Dataset records on where objects are located:
::::

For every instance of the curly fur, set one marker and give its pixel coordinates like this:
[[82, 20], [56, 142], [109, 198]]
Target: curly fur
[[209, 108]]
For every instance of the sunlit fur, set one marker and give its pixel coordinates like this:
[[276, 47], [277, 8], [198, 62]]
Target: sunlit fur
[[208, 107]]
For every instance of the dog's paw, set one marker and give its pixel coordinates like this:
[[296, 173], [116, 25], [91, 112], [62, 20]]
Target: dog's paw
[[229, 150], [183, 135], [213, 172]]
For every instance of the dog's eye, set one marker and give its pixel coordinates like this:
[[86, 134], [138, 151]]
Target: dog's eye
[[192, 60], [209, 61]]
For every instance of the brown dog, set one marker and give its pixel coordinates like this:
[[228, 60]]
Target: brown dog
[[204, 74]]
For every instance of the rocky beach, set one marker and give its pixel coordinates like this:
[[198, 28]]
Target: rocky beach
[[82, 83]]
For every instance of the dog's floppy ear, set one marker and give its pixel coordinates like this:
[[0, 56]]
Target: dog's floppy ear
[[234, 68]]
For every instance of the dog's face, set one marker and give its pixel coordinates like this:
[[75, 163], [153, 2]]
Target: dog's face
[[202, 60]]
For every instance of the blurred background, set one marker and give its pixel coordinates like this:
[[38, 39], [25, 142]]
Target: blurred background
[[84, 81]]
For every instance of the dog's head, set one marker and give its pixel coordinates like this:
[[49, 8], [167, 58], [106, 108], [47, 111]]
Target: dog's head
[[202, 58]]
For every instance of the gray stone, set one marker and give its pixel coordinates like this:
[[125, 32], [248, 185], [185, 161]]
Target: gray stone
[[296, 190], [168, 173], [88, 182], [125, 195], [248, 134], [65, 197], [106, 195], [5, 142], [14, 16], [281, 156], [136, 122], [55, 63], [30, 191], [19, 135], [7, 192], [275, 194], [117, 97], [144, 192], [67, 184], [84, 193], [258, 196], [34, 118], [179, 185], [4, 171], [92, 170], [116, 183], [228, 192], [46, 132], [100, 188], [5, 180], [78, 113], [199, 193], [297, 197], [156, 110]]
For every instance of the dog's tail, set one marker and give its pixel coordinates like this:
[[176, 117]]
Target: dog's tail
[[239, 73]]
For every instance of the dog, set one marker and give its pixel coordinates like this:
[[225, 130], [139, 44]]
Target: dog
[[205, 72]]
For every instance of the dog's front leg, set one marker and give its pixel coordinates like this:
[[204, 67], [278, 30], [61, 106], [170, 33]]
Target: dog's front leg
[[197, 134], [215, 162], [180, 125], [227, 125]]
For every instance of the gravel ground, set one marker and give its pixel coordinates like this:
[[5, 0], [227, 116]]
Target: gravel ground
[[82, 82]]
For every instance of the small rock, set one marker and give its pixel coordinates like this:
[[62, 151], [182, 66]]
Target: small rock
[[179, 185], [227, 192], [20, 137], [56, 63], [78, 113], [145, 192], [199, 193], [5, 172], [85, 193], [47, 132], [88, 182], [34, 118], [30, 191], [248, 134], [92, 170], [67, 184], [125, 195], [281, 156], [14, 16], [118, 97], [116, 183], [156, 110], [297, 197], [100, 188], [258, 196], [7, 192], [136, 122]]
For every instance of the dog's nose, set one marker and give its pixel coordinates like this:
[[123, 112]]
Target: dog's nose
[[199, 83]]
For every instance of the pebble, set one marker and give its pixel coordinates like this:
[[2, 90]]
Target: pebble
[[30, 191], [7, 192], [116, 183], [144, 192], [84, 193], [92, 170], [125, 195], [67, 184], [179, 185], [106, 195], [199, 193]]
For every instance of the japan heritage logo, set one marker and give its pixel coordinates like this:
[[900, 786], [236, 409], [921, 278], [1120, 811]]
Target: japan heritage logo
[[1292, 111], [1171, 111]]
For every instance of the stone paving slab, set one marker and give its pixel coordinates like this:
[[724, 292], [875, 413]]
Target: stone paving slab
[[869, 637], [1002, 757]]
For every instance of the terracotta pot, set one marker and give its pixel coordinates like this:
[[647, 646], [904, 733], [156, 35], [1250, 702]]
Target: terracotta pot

::::

▸ **Your objective**: Output each line of the listing above verbatim.

▸ **Final result**:
For every instance of the curly fur, set one marker and give its pixel coordinates like this:
[[82, 20], [56, 142], [109, 198]]
Target: curly fur
[[209, 108]]
For every instance of the sunlit fur, set one marker and give its pixel coordinates like this:
[[276, 47], [277, 8], [198, 62]]
Target: sunlit fur
[[208, 107]]
For every instance of the dog's paw, set one marker and give its pixel coordinates like this:
[[296, 173], [116, 25], [91, 112], [62, 20]]
Target: dog's paw
[[229, 150], [183, 135], [213, 172]]
For every instance of the dog's eye, set one marker and give its pixel coordinates like this:
[[86, 134], [138, 151]]
Target: dog's eye
[[192, 60], [209, 61]]
For every instance of the brown dog, set one marker and give its pixel coordinates like this:
[[228, 60]]
Target: brown dog
[[204, 74]]
For every instance of the rocky beach, set one marker and give its pixel coordinates like this:
[[198, 28]]
Target: rocky beach
[[82, 83]]
For every instance of the dog's floppy ear, set one marker and give its pixel coordinates like this:
[[0, 56]]
Target: dog's floppy ear
[[234, 68]]
For every instance of the dog's face, set one marker and give its pixel coordinates like this:
[[75, 163], [153, 2]]
Target: dog's face
[[202, 60]]
For every instance of the blurred background, set one marker and give its pixel coordinates like this:
[[38, 39], [25, 142]]
Target: blurred background
[[84, 81]]
For every instance of the dog's head, set one marker and give its pixel coordinates like this:
[[49, 8], [167, 58], [106, 108], [47, 111]]
Target: dog's head
[[202, 58]]
For every instance of the gray stone, set one marker and give its pixel coordinates like this:
[[125, 32], [248, 185], [185, 161]]
Target: gray stone
[[296, 190], [168, 173], [88, 182], [125, 195], [248, 134], [65, 197], [106, 195], [5, 142], [14, 16], [281, 156], [136, 122], [55, 63], [30, 191], [19, 135], [7, 192], [275, 194], [117, 97], [144, 192], [67, 184], [84, 193], [258, 196], [34, 118], [179, 185], [4, 171], [92, 170], [116, 183], [228, 192], [46, 132], [100, 188], [5, 180], [78, 113], [199, 193], [297, 197], [156, 110]]
For every instance of the dog's tail, set one marker and give its pixel coordinates like this:
[[176, 117]]
Target: dog's tail
[[239, 73]]
For every instance of the dog, set one marker and give its pixel coordinates like this:
[[225, 130], [139, 44]]
Target: dog
[[205, 72]]
For every instance of the dog's front leg, set one marker and give its pixel coordinates like this:
[[204, 67], [278, 30], [61, 106], [170, 33]]
Target: dog's front leg
[[197, 134], [215, 162], [180, 125], [227, 125]]
For every instance of the gravel ground, set one marker and give its pixel coordinates like this:
[[5, 0], [227, 116]]
Target: gravel ground
[[82, 82]]
For every instance of the small rock, set one marker and give its pixel coordinates like this:
[[62, 151], [182, 66]]
Target: small rock
[[179, 185], [227, 192], [20, 137], [56, 63], [78, 113], [145, 192], [199, 193], [5, 172], [85, 193], [47, 132], [88, 182], [34, 118], [30, 191], [248, 134], [92, 170], [67, 184], [125, 195], [281, 156], [14, 16], [118, 97], [116, 183], [156, 110], [297, 197], [100, 188], [258, 196], [7, 192], [136, 122]]
For every instance of the dog's nose, set one marker and give its pixel coordinates like this:
[[123, 112]]
Target: dog's nose
[[199, 83]]
For every instance of the pebble, set one marker and give its pixel coordinates like this:
[[2, 90]]
Target: pebble
[[30, 191], [7, 192], [116, 183], [144, 192], [84, 193], [92, 170], [125, 195], [67, 184], [179, 185], [106, 195], [199, 193]]
For every instance of the japan heritage logo, set one marker and give its pixel coordinates like this:
[[900, 786], [236, 409], [921, 278], [1120, 811]]
Target: japan heritage logo
[[1292, 111], [1171, 111]]
For every instance of the stone paving slab, set one marker and give its pixel coordinates like this:
[[724, 292], [875, 413]]
Target: stone paving slab
[[869, 637], [1002, 757]]
For every instance of the terracotta pot, set one marker and give its pixel coordinates like this:
[[647, 646], [904, 733], [156, 35], [1250, 702]]
Target: terracotta pot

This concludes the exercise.